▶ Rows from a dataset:

++++++++++

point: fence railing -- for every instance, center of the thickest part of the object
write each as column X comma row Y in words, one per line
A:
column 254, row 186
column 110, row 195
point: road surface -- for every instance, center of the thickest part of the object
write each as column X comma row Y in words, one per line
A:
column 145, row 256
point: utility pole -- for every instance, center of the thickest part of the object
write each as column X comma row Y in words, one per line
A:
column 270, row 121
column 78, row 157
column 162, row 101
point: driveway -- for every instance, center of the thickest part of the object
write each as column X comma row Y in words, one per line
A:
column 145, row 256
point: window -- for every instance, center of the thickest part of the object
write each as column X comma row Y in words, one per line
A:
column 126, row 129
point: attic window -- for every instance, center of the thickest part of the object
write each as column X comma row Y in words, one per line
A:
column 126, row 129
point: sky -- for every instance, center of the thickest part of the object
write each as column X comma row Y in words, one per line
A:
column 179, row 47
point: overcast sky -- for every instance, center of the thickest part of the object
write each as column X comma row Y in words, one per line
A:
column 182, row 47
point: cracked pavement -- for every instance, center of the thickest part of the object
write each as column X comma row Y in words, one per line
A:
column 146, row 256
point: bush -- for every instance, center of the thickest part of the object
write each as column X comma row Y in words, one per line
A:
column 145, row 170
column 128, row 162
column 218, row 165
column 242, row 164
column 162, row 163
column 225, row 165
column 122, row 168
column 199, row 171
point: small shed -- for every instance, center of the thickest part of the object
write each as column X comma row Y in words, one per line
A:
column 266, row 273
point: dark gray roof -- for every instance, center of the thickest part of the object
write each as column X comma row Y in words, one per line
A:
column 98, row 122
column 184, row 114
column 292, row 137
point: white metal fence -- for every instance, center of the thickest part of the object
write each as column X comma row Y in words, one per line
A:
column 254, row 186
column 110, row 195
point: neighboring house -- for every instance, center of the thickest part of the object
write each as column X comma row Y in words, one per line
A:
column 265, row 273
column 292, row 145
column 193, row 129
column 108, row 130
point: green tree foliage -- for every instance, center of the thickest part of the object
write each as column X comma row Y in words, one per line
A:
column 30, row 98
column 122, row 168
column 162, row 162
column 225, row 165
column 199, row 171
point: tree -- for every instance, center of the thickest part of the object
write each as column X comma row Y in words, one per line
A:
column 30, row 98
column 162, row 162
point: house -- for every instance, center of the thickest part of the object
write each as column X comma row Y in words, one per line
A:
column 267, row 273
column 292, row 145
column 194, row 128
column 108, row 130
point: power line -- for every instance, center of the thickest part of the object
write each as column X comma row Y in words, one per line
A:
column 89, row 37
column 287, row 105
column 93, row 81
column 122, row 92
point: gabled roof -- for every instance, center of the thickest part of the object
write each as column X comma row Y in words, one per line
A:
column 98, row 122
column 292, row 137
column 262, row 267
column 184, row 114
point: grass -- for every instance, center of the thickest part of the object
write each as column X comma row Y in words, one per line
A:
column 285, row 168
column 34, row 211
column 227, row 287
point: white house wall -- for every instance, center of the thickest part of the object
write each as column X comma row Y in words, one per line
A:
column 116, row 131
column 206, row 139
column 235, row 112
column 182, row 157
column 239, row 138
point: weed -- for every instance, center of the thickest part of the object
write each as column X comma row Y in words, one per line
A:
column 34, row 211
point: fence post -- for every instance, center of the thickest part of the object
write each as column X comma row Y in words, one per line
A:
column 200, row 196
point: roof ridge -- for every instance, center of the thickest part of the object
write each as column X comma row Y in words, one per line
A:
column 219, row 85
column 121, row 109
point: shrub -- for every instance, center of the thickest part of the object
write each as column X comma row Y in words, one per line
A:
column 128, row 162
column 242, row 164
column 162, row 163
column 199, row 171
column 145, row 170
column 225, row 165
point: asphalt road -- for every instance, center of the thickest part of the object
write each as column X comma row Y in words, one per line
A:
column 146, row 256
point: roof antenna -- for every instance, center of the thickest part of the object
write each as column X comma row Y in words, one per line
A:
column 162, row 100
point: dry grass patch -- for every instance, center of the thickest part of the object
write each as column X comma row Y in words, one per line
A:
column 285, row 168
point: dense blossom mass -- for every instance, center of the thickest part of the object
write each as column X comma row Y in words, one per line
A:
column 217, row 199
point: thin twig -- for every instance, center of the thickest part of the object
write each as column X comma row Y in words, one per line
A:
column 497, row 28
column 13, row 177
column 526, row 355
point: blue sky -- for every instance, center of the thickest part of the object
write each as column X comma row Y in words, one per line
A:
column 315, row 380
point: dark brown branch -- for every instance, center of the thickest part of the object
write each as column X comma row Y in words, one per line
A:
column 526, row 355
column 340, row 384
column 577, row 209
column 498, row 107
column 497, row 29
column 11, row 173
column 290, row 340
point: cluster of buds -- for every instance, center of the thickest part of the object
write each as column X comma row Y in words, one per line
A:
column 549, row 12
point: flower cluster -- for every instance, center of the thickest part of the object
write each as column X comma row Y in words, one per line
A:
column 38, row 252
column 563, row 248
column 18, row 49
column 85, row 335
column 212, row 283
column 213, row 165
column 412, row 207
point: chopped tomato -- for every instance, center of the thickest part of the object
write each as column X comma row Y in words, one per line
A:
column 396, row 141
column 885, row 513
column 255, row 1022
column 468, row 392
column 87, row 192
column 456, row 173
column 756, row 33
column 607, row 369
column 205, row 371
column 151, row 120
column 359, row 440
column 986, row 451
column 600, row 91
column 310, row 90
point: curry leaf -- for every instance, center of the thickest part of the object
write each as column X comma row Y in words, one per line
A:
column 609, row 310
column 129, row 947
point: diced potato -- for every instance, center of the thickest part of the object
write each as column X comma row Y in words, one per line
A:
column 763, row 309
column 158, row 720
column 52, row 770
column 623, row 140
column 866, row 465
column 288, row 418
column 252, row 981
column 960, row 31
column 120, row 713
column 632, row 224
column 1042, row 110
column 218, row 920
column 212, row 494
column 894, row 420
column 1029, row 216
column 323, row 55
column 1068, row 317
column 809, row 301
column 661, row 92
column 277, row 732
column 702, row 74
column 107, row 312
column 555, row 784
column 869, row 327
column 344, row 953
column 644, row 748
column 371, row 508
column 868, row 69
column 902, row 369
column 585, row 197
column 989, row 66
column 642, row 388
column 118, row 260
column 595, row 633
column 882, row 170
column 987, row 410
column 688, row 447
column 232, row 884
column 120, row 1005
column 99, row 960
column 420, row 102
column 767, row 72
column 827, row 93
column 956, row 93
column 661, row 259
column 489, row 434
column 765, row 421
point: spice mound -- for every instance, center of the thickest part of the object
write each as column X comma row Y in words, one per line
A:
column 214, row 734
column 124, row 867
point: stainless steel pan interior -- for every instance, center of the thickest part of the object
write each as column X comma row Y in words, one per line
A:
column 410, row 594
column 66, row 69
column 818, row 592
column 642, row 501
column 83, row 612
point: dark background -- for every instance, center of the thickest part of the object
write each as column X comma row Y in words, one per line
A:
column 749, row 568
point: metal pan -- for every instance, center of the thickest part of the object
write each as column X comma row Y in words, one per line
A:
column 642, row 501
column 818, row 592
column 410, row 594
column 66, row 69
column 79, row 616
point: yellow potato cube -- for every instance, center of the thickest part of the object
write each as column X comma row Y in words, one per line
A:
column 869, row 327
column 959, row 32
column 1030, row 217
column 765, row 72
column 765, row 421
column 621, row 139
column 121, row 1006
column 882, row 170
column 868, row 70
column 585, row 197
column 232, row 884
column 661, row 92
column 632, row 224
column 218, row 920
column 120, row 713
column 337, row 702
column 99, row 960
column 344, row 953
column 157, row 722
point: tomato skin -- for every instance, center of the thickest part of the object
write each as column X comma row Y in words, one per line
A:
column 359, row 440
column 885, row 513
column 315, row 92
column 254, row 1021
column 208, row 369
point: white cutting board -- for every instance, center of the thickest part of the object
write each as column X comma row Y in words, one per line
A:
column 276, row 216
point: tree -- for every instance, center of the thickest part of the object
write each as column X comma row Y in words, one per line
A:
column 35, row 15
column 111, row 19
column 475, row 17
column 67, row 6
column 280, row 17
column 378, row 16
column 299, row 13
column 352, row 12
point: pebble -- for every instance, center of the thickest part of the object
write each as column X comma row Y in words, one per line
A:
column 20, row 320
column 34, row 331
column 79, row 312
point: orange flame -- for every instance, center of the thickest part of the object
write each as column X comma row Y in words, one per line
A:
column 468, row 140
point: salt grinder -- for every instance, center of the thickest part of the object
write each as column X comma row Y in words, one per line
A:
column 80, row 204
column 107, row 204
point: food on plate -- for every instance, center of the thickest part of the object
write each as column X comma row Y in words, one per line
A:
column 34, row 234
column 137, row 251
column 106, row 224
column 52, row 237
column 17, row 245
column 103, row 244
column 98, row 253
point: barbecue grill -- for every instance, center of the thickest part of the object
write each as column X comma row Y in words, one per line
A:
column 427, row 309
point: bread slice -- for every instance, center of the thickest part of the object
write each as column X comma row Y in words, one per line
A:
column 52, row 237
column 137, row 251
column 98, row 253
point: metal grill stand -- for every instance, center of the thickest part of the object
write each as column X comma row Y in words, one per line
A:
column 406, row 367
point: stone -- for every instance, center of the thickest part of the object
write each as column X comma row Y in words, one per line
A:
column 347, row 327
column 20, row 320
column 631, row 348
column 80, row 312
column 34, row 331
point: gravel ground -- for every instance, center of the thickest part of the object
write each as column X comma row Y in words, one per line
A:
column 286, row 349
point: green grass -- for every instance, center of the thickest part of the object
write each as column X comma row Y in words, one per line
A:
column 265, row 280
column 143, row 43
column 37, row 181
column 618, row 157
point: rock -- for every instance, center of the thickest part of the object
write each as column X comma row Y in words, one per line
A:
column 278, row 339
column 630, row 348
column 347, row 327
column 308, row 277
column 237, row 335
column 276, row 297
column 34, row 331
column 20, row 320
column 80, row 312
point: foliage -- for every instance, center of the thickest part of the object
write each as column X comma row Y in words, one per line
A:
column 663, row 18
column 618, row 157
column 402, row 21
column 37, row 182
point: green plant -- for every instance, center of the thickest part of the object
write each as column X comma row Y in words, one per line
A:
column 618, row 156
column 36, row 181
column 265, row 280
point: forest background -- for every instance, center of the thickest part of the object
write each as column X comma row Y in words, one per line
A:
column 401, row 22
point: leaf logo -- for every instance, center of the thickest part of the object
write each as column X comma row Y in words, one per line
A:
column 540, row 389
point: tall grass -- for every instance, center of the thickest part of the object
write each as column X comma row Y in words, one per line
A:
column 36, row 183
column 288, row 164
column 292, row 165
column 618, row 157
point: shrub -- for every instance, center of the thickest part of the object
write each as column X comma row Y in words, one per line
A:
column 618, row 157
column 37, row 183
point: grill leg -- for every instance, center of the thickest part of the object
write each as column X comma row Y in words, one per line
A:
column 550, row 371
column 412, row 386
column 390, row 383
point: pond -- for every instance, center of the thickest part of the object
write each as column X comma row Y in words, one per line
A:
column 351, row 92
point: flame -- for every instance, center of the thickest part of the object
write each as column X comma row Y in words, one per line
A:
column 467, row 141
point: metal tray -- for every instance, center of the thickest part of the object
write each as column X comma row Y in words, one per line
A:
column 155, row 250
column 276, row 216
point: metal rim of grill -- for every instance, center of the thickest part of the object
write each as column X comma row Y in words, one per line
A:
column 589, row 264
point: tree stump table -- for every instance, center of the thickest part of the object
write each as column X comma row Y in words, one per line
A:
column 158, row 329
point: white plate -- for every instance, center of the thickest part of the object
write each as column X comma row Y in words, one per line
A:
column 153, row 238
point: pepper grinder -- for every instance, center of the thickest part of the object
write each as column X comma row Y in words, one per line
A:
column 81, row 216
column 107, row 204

++++++++++

Copy out, word for word, everything from the line containing "point: driveway -- for" down to the line containing "column 179, row 47", including both of those lines.

point: driveway -- for every instance, center of the thickest part of the object
write each as column X comma row Y in words, one per line
A:
column 145, row 256
point: window -- for every instance, center of the thickest part of the object
write each as column X comma row Y in words, one per line
A:
column 126, row 129
point: attic window -- for every instance, center of the thickest part of the object
write each as column X comma row Y in words, one per line
A:
column 126, row 129
point: sky -- for every instance, center of the thickest part of the object
write each as column X comma row Y in words, one per line
A:
column 179, row 47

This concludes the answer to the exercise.